WHAT THE TASK ASKS |
Nothing in the entries may differ when you return them.

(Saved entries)

____________

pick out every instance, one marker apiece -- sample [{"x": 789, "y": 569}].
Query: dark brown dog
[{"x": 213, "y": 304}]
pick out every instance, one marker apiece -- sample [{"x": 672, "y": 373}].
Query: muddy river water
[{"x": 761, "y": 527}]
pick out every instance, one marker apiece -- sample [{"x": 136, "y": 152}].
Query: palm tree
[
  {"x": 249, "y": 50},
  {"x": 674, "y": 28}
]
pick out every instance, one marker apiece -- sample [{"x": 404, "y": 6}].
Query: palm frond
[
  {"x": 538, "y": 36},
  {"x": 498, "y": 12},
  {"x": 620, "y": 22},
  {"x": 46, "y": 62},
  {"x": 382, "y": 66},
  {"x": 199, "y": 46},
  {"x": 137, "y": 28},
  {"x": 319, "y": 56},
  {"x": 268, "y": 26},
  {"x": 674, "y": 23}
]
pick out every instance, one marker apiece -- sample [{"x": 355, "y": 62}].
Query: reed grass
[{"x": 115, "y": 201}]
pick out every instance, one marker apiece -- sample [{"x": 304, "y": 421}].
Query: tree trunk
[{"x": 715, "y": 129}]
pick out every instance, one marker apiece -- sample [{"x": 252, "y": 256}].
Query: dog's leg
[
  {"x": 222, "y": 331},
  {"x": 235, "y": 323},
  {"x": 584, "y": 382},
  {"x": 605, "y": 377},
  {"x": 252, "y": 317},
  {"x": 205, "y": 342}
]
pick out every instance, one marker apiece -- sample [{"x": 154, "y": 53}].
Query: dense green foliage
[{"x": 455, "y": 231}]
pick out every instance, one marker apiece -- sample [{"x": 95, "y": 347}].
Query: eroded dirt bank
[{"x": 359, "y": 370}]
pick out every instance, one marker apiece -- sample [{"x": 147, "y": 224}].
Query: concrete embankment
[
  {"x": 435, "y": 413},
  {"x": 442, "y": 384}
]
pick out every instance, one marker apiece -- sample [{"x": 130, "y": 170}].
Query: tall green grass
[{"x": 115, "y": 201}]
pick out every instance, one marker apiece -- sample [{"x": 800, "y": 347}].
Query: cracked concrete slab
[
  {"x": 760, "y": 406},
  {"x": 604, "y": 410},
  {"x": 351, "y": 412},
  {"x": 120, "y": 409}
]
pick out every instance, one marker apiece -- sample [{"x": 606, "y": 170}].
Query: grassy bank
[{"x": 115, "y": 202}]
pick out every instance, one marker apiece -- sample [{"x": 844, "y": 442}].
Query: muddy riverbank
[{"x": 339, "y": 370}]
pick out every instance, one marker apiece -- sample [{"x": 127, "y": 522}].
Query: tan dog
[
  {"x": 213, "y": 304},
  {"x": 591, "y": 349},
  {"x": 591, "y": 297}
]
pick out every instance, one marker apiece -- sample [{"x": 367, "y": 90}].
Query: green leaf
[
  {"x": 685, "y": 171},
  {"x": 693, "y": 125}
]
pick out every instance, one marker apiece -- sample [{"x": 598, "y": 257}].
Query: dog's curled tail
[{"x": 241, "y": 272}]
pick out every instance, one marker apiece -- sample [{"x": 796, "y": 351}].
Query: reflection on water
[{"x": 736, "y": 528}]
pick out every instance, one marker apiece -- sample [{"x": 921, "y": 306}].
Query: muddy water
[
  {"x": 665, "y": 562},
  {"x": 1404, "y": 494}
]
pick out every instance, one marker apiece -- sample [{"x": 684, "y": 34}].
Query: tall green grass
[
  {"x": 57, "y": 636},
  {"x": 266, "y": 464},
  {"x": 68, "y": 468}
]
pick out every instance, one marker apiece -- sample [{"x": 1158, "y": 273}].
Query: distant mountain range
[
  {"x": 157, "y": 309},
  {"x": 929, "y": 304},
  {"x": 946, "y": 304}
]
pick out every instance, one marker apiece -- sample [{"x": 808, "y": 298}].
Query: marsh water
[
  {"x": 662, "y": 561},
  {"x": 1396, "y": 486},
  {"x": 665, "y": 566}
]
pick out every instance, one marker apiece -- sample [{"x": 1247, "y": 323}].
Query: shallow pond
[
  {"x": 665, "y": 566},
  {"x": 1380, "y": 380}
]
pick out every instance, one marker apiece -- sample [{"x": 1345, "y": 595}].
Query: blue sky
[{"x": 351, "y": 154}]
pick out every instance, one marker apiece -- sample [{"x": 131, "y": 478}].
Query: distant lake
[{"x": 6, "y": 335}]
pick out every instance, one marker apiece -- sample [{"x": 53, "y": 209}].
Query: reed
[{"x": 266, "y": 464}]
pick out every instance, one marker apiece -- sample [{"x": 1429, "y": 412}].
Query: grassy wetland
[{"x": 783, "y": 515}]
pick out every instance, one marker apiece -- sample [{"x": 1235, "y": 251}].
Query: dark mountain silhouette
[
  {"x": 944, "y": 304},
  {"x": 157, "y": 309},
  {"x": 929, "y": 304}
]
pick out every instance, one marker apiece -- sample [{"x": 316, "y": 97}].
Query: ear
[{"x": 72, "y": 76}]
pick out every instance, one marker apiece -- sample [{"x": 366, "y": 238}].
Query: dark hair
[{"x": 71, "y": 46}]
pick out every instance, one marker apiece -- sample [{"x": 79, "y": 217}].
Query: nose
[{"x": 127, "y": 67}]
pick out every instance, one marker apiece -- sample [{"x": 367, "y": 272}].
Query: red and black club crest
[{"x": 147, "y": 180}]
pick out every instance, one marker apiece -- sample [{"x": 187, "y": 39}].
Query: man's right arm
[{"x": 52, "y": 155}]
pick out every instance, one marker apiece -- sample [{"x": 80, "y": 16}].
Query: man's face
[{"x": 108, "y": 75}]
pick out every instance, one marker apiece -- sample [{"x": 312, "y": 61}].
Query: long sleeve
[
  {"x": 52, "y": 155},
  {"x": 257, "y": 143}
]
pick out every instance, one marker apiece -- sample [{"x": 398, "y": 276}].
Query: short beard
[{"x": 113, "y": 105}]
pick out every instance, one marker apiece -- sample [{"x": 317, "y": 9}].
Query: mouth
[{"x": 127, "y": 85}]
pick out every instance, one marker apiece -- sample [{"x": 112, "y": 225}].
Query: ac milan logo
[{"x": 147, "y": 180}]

____________

SOLUTION BELOW |
pick out every instance, one marker apiece -- sample [{"x": 789, "y": 569}].
Query: dark brown dog
[{"x": 213, "y": 304}]
pick out every instance, one marker apiece -- sample [{"x": 672, "y": 373}].
Query: muddy river water
[{"x": 761, "y": 527}]
pick out every instance, one marker apiece -- sample [{"x": 136, "y": 152}].
Query: palm tree
[
  {"x": 249, "y": 50},
  {"x": 674, "y": 28}
]
pick out every instance, one marker apiece -- sample [{"x": 404, "y": 6}].
Query: palm frond
[
  {"x": 538, "y": 36},
  {"x": 498, "y": 12},
  {"x": 620, "y": 22},
  {"x": 46, "y": 62},
  {"x": 382, "y": 66},
  {"x": 199, "y": 46},
  {"x": 137, "y": 28},
  {"x": 319, "y": 56},
  {"x": 268, "y": 26},
  {"x": 674, "y": 23}
]
pick out every instance, one marker apiece -- sample [{"x": 355, "y": 62}].
Query: reed grass
[{"x": 115, "y": 201}]
pick out every instance, one marker apiece -- sample [{"x": 304, "y": 421}].
Query: tree trunk
[{"x": 715, "y": 129}]
pick out every instance, one marker apiece -- sample [{"x": 252, "y": 256}].
Query: dog's leg
[
  {"x": 222, "y": 331},
  {"x": 235, "y": 323},
  {"x": 584, "y": 382},
  {"x": 605, "y": 377},
  {"x": 252, "y": 317},
  {"x": 205, "y": 342}
]
pick out every instance, one marker apiece -- sample [{"x": 154, "y": 53}].
Query: dense green foliage
[{"x": 455, "y": 231}]
pick out every instance, one marker apiece -- sample [{"x": 95, "y": 347}].
Query: eroded dirt bank
[{"x": 359, "y": 370}]
pick out every instance, one marker apiece -- sample [{"x": 147, "y": 224}].
Query: concrete embankment
[
  {"x": 435, "y": 413},
  {"x": 442, "y": 384}
]
pick out every instance, one marker apiece -- sample [{"x": 130, "y": 170}].
Query: tall green grass
[{"x": 115, "y": 201}]
pick out every instance, one marker apiece -- sample [{"x": 800, "y": 347}].
Query: cracked concrete slab
[
  {"x": 760, "y": 406},
  {"x": 604, "y": 410},
  {"x": 351, "y": 412},
  {"x": 120, "y": 409}
]
pick out every instance, one marker apiece -- sample [{"x": 606, "y": 170}].
Query: grassy bank
[{"x": 115, "y": 202}]
pick out every instance, one marker apiece -- sample [{"x": 844, "y": 442}].
Query: muddy riverbank
[{"x": 339, "y": 370}]
pick out every instance, one marker apiece -- sample [{"x": 127, "y": 522}].
Query: tan dog
[
  {"x": 213, "y": 304},
  {"x": 591, "y": 349},
  {"x": 591, "y": 297}
]
pick out every instance, one marker apiece -- sample [{"x": 367, "y": 90}].
Query: green leaf
[
  {"x": 685, "y": 171},
  {"x": 693, "y": 125}
]
pick out every instance, one marker apiece -- sample [{"x": 598, "y": 257}].
Query: dog's curled tail
[{"x": 241, "y": 272}]
pick out every instance, one marker apiece -- sample [{"x": 796, "y": 351}].
Query: reflection on water
[{"x": 736, "y": 528}]
pick out every instance, one marker apiece -- sample [{"x": 921, "y": 306}].
Query: muddy water
[
  {"x": 665, "y": 562},
  {"x": 1404, "y": 494}
]
pick out every instance, one marker apiece -- sample [{"x": 684, "y": 34}].
Query: tall green grass
[
  {"x": 57, "y": 636},
  {"x": 266, "y": 464},
  {"x": 68, "y": 468}
]
pick out every instance, one marker apiece -- sample [{"x": 1158, "y": 273}].
Query: distant mountain range
[
  {"x": 157, "y": 309},
  {"x": 929, "y": 304},
  {"x": 946, "y": 304}
]
pick out every instance, one marker apiece -- sample [{"x": 808, "y": 298}].
Query: marsh water
[
  {"x": 662, "y": 561},
  {"x": 1396, "y": 486},
  {"x": 665, "y": 566}
]
pick out every instance, one marker apiece -- sample [{"x": 1247, "y": 323}].
Query: shallow pond
[
  {"x": 665, "y": 566},
  {"x": 1380, "y": 380}
]
pick out every instance, one marker apiece -- sample [{"x": 1345, "y": 595}].
Query: blue sky
[{"x": 351, "y": 154}]
pick out every instance, one marker apiece -- sample [{"x": 131, "y": 478}].
Query: distant lake
[{"x": 6, "y": 335}]
pick out every instance, one marker apiece -- sample [{"x": 53, "y": 209}].
Query: reed
[{"x": 266, "y": 464}]
pick out every instance, one marker apiece -- sample [{"x": 1429, "y": 412}].
Query: grassy wetland
[{"x": 783, "y": 515}]
pick out every instance, one marker apiece -- sample [{"x": 1235, "y": 251}].
Query: dark mountain silhouette
[
  {"x": 944, "y": 304},
  {"x": 157, "y": 309},
  {"x": 929, "y": 304}
]
pick out every instance, one marker apiece -- sample [{"x": 316, "y": 97}].
Query: ear
[{"x": 72, "y": 76}]
pick out every instance, one marker apiece -- sample [{"x": 366, "y": 238}].
Query: dark hair
[{"x": 71, "y": 46}]
pick out every instance, one marker apiece -- sample [{"x": 79, "y": 217}].
Query: nose
[{"x": 127, "y": 67}]
pick out every instance, one marker apiece -- sample [{"x": 367, "y": 272}].
Query: red and black club crest
[{"x": 147, "y": 180}]
pick out every instance, one marker apiece -- sample [{"x": 187, "y": 39}].
Query: man's right arm
[{"x": 52, "y": 155}]
pick out every instance, one marker apiece -- sample [{"x": 80, "y": 16}].
Query: man's face
[{"x": 108, "y": 75}]
pick out every instance, one marker apiece -- sample [{"x": 312, "y": 61}].
Query: long sleeve
[
  {"x": 52, "y": 155},
  {"x": 257, "y": 143}
]
pick out every instance, one marker apiece -- sample [{"x": 398, "y": 276}].
Query: short beard
[{"x": 113, "y": 105}]
pick out every instance, one marker apiece -- sample [{"x": 317, "y": 9}].
Query: mouth
[{"x": 127, "y": 85}]
pick out every instance, one marker apiece -- sample [{"x": 112, "y": 225}].
Query: ac milan logo
[{"x": 147, "y": 180}]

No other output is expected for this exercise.